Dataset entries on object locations
(begin)
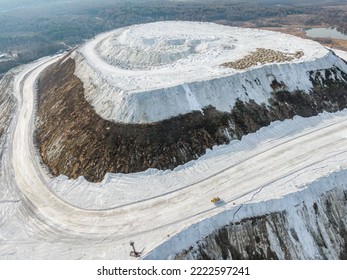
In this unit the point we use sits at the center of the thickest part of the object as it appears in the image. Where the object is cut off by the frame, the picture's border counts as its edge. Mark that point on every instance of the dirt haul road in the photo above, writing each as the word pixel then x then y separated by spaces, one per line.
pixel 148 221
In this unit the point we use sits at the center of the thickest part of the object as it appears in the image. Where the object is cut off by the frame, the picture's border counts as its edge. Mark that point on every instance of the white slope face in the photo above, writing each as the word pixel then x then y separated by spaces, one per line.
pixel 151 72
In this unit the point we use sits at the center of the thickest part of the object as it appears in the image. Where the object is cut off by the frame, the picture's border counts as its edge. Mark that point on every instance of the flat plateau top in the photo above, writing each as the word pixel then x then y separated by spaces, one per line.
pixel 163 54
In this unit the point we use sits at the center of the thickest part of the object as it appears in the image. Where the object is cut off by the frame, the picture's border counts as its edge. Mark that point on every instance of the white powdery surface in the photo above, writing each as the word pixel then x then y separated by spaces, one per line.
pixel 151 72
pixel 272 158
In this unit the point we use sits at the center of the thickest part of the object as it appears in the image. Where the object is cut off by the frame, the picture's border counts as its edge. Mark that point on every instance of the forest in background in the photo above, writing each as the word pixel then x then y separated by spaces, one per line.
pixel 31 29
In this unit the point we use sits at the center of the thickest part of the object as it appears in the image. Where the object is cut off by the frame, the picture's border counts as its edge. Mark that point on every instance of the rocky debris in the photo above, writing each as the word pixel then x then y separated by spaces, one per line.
(end)
Scale the part that runs from the start of the entries through the line containing "pixel 148 221", restating every line in it, including the requests. Multiply each pixel coordinate in the answers by 0.4 and round to whole numbers with halves rounded up, and leave the pictures out.

In this unit the point we use sits at the center of the thickest part of the object as it appears in the image. Where the object is cut off by the frame, the picture's border counts as its edge. Mark that point on every instance of the dirt haul road in the photo above, writing each as the word pixel then x then y separated by spaces, one per line.
pixel 59 88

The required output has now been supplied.